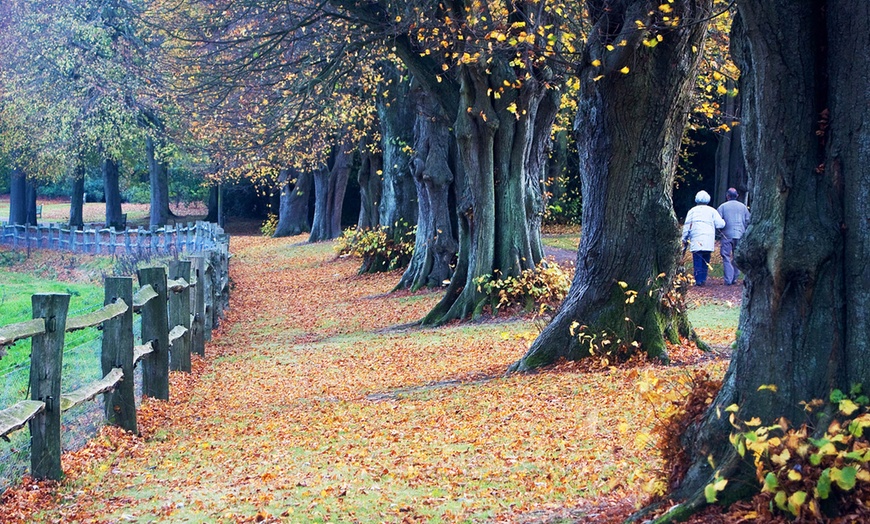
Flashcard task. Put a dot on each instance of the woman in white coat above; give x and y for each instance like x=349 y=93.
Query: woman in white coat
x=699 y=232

...

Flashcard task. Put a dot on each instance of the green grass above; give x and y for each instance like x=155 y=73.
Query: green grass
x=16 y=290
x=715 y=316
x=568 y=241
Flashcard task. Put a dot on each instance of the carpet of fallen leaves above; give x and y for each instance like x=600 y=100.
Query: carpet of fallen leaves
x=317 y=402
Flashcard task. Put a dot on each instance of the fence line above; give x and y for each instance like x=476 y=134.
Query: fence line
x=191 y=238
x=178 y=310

---

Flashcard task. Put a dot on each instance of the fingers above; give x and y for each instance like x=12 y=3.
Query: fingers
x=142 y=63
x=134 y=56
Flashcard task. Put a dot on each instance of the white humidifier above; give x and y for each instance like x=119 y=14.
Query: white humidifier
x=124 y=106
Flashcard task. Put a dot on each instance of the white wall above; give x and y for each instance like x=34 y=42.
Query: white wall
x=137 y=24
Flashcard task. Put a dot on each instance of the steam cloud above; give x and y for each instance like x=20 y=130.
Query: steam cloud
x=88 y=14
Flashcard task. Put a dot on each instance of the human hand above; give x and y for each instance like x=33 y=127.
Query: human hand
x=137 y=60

Problem description: The answer must be a single number: the count of lines in the listing that hold the string "give".

Output of the task: 9